* [TO DO]:
Would you return all of this data exactly, leaving nothing out?

Pointing dataset excerpts:
○ ○ ○ ○ ○ ○ ○
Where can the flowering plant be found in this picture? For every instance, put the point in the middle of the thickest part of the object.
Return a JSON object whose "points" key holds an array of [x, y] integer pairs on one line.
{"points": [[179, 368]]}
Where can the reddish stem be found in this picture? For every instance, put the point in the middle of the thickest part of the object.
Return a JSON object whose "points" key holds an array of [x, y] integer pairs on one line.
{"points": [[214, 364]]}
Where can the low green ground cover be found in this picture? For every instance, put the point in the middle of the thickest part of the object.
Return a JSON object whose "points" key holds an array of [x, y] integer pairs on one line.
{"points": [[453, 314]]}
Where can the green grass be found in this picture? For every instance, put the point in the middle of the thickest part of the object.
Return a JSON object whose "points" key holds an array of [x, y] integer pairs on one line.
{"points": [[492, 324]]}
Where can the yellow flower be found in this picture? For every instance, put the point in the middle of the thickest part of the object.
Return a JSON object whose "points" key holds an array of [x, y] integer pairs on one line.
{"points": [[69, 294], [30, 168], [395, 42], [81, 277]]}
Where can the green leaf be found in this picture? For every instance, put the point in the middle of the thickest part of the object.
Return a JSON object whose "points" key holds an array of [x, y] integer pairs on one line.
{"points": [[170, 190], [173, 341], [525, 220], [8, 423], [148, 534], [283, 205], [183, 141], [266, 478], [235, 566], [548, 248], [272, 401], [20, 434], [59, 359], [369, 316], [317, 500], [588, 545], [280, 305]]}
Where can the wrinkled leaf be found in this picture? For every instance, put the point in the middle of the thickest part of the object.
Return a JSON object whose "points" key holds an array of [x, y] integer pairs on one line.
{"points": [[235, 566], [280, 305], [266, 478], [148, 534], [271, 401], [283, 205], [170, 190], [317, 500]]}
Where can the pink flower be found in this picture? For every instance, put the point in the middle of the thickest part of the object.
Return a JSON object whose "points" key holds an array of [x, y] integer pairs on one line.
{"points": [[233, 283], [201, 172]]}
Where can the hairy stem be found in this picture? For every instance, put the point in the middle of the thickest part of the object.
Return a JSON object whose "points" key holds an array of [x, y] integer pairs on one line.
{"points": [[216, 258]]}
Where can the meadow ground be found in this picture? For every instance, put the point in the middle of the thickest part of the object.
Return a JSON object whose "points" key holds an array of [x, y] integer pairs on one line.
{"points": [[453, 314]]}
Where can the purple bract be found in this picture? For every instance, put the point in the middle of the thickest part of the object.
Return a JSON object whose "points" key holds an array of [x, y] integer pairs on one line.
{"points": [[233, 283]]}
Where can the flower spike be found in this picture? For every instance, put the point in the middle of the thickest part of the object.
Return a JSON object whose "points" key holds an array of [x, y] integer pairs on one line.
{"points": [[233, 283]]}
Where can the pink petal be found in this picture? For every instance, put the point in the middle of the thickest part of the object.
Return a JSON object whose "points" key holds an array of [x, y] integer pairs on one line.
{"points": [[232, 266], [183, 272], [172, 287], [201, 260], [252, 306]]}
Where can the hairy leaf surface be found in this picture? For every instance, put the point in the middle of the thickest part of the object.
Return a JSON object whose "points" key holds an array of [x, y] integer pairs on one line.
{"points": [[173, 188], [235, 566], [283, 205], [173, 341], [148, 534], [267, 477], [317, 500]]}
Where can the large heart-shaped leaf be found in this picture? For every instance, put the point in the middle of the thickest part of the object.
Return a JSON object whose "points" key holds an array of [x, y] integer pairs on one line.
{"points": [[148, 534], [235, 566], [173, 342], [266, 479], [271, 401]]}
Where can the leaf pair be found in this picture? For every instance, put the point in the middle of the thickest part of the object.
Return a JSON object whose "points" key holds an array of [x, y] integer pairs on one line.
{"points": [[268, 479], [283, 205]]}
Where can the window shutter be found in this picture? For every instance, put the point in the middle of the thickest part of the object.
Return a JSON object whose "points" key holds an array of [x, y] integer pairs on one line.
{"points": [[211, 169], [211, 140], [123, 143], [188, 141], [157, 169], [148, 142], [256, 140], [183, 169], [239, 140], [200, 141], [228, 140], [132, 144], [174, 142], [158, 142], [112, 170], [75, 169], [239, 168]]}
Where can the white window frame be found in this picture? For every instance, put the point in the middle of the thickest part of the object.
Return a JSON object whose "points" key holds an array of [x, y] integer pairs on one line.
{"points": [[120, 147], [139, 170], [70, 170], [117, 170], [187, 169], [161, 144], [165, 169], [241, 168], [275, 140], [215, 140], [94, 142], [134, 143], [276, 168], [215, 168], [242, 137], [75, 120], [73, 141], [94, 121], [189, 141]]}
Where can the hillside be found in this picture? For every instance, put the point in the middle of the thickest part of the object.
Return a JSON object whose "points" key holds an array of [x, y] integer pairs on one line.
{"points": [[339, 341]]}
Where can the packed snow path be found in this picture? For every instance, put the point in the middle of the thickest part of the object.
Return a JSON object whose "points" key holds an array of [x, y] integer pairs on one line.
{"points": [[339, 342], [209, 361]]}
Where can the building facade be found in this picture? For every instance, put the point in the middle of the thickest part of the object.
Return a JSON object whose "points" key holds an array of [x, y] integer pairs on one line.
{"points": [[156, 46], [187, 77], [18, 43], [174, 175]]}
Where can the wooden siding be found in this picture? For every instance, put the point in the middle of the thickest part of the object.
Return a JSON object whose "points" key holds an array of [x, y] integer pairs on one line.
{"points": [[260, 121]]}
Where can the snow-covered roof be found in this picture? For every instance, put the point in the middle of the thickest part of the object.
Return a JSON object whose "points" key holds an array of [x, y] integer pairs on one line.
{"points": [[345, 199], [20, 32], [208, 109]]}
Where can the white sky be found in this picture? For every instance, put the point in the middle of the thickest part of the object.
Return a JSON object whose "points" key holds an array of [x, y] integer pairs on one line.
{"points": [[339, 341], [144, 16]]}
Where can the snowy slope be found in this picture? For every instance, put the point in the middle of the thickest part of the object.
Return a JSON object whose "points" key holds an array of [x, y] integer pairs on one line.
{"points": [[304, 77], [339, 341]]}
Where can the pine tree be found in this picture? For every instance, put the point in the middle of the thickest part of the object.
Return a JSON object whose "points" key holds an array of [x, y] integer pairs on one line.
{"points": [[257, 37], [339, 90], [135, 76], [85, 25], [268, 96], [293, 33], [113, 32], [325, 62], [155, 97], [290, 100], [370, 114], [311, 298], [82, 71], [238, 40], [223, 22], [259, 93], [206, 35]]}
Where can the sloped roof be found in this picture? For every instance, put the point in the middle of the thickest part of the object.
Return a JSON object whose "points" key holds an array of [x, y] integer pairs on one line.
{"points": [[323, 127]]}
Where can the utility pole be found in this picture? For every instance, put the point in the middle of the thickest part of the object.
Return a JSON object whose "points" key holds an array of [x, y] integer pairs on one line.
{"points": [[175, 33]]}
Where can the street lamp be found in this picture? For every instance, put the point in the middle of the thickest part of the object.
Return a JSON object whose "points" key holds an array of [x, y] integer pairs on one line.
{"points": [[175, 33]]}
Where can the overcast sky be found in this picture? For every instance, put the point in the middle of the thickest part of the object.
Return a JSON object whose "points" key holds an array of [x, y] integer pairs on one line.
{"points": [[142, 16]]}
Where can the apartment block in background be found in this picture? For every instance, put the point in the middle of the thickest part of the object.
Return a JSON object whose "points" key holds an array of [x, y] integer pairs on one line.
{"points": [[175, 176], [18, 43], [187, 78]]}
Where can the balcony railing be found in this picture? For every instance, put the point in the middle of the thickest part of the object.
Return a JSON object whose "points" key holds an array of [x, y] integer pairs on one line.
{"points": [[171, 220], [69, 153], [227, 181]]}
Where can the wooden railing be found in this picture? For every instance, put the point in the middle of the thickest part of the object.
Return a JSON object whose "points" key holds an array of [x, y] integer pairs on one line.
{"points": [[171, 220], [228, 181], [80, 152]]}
○ ○ ○ ○ ○ ○ ○
* [EXERCISE RESPONSE]:
Where can the flowering plant be found in this picture? For every instance, put the point in the middle of the thickest part of the object.
Return a JSON object whose "points" key holds an array of [x, y] integer pairs on one line.
{"points": [[179, 368]]}
Where can the reddish stem be found in this picture? For every instance, put the point in the middle of the thickest part of the object.
Return a JSON object whose "points" key holds an array of [x, y] integer pairs on one line.
{"points": [[214, 364]]}
Where can the low green ground cover be found in this picture? For every instance, put the point in the middle of the thickest part of the object.
Return a JSON object whose "points" key holds an array of [x, y] integer pairs on one line.
{"points": [[453, 314]]}
Where can the green grass be found in this picture? For every instance, put the point in the middle of the thickest part of the object.
Return a JSON object whose "points" key holds an array of [x, y] integer pairs on one line.
{"points": [[492, 324]]}
Where can the yellow flower be found in this picture? For every instance, put the point in the middle of the thickest part of the object.
Return a JSON object whose "points" key holds an array of [x, y] integer pairs on one line.
{"points": [[69, 294], [30, 168], [395, 42], [81, 277]]}
Where can the green leaf be found in this picture? For every instance, put the point in the middle of the thickest part of the object.
Return a JSON object whose "points" key holds an array of [x, y] integer pairs on one line.
{"points": [[170, 190], [173, 341], [525, 220], [8, 423], [148, 534], [283, 205], [183, 141], [266, 478], [235, 566], [548, 248], [272, 401], [20, 434], [59, 359], [369, 316], [317, 500], [588, 545], [280, 305]]}
Where can the wrinkled leaf be found in this picture? For every instance, put the point in the middle of the thickest part of the object.
Return a JSON object whose "points" key holds an array of [x, y] integer pairs on one line.
{"points": [[235, 566], [280, 305], [266, 478], [148, 534], [271, 401], [283, 205], [170, 190], [317, 500]]}
Where can the pink flower be found in this picture? For every instance, put the point in the middle of the thickest part of the object.
Return a JSON object whose "points" key holds an array of [x, y] integer pairs on one line.
{"points": [[233, 283], [201, 172]]}
Where can the hairy stem be found in this picture? For every instance, put the point in the middle of the thickest part of the object.
Return a JSON object whose "points" key holds an array of [x, y] integer pairs on one line.
{"points": [[216, 258]]}
Where can the meadow ground be found in this picture? For every instance, put the point in the middle of the thickest part of the object.
Return a JSON object whose "points" key holds an array of [x, y] integer pairs on one line.
{"points": [[453, 314]]}
Where can the purple bract be found in this picture? For every instance, put the point in the middle of the thickest part of the object.
Return a JSON object whose "points" key holds an array of [x, y] integer pairs on one line.
{"points": [[233, 283]]}
Where can the flower spike be found in this picture? For every instance, put the point in the middle of the thickest part of the object.
Return a JSON object whose "points" key holds an array of [x, y] integer pairs on one line.
{"points": [[233, 283]]}
Where can the pink petal be found in this picture? For every instance, put the point in the middle of the thickest part of the object.
Return a JSON object whose "points" key holds an array of [x, y] integer pairs on one line.
{"points": [[232, 266], [183, 272], [172, 287], [201, 260], [252, 306]]}
Where can the hairy leaf surface be found in this picture? For every instance, put the point in the middle of the thickest part of the object.
Return a JSON object whose "points" key holds an array of [x, y] integer pairs on one line.
{"points": [[173, 188], [235, 566], [283, 205], [173, 341], [148, 534], [267, 477], [317, 500]]}
Where can the large heart-shaped leaf be found in this picture? For every instance, put the point in the middle of the thickest part of the object.
Return a JSON object whose "points" key holds an array of [x, y] integer pairs on one line.
{"points": [[148, 534], [235, 566], [173, 342], [266, 479], [271, 401]]}
Where can the leaf pair be found in this picture? For every instance, put the point in the middle of the thickest part of the object.
Return a JSON object whose "points" key holds an array of [x, y] integer pairs on one line.
{"points": [[268, 479], [283, 205]]}
Where can the window shutter be found in this picture? For every instance, put the point in the middle of the thickest part of the object.
Return a JSON object whose "points" key holds an array of [x, y] integer pairs on one line.
{"points": [[211, 169], [211, 140], [123, 143], [188, 141], [157, 169], [148, 142], [256, 140], [183, 169], [239, 140], [200, 141], [228, 140], [132, 144], [174, 142], [158, 142], [112, 170], [75, 169], [239, 168]]}
Where can the white window frame be found in this picture? For every instance, put the point in the middle of the thickest part of the object.
Return a JSON object whose "points" key holds an array of [x, y] integer pairs on one line.
{"points": [[120, 147], [139, 170], [70, 170], [117, 170], [187, 169], [161, 144], [165, 169], [241, 168], [275, 140], [215, 140], [94, 142], [134, 143], [276, 168], [215, 168], [242, 137], [75, 120], [73, 141], [94, 121], [189, 141]]}
Where can the hillside be found in this picture? For every instance, put the point in the middle of the thickest part of the object.
Return a JSON object whose "points" key holds an array of [x, y] integer pairs on one line.
{"points": [[339, 341]]}
Where can the packed snow path be found in this picture? For every instance, put the point in the middle of the thickest part of the object.
Return a JSON object whose "points" key holds an array of [x, y] integer pairs on one line.
{"points": [[339, 342], [209, 361]]}
Where can the building facade be found in this picture? For every instance, put the point in the middle of the thickest part of the object.
Return a JSON object whose "points" key holds an array of [x, y] integer pairs on one line.
{"points": [[156, 46], [187, 77], [18, 43], [174, 175]]}
Where can the wooden siding be found in this picture? For every instance, put the point in the middle of the thickest part of the object.
Return a JSON object whose "points" key holds an array of [x, y] integer pairs on one line.
{"points": [[260, 121]]}
Where can the snow-covered roof be found in this picture? For every instance, put the point in the middle of the thickest part of the object.
Return a JSON object whose "points" key holds an array of [x, y] integer pairs on one line.
{"points": [[345, 199], [20, 32], [208, 109]]}
Where can the white sky be found in this picture? For every instance, put the point in the middle of the thickest part of the object.
Return a JSON object whose "points" key holds an array of [x, y] integer pairs on one line.
{"points": [[339, 341], [144, 16]]}
Where can the snowy slope be found in this picture? For every instance, put the point in the middle of the thickest part of the object.
Return a JSON object whose "points" key holds an array of [x, y] integer pairs on one line.
{"points": [[304, 77], [339, 341]]}
Where can the pine tree be found in this picture? For every instance, put the point in the middle of the thickest part of the object.
Return a JSON object whose "points" key holds an array of [x, y] integer pairs on one line.
{"points": [[257, 37], [339, 90], [135, 76], [85, 25], [268, 96], [293, 33], [113, 32], [325, 62], [155, 97], [290, 100], [370, 114], [311, 298], [82, 71], [238, 40], [223, 22], [259, 93], [206, 35]]}
Where can the sloped roof be found in this picture? For every instance, put the point in the middle of the thickest part of the object.
Return a JSON object whose "points" key holds an array of [x, y] integer pairs on one line.
{"points": [[323, 127]]}
Where can the utility pole be found in this picture? For every instance, put the point in the middle of the thickest part of the object.
Return a JSON object whose "points" key holds an array of [x, y] integer pairs on one line.
{"points": [[175, 33]]}
Where can the street lamp be found in this picture? For every instance, put the point in the middle of the thickest part of the object.
Return a JSON object whose "points" key holds an array of [x, y] integer pairs on one line.
{"points": [[175, 33]]}
Where can the overcast sky be found in this picture? For every instance, put the point in the middle of the thickest part of the object.
Return a JSON object whose "points" key holds an array of [x, y] integer pairs on one line.
{"points": [[142, 16]]}
Where can the apartment block in background be found in this picture? For every instance, put the point in the middle of the thickest part of the object.
Return a JSON object whose "points" key holds an array of [x, y] integer pairs on one line.
{"points": [[175, 176], [18, 43], [187, 78]]}
Where can the balcony railing be found in this picture? For every instance, put the point in the middle of the thickest part of the object.
Return a JSON object whose "points" key holds an array of [x, y] integer pairs on one line.
{"points": [[171, 220], [69, 153], [227, 181]]}
Where can the wooden railing be found in this picture? For every instance, put the point in the middle of the thickest part of the object.
Return a JSON object whose "points" key holds an array of [x, y] integer pairs on one line.
{"points": [[171, 220], [228, 181], [80, 152]]}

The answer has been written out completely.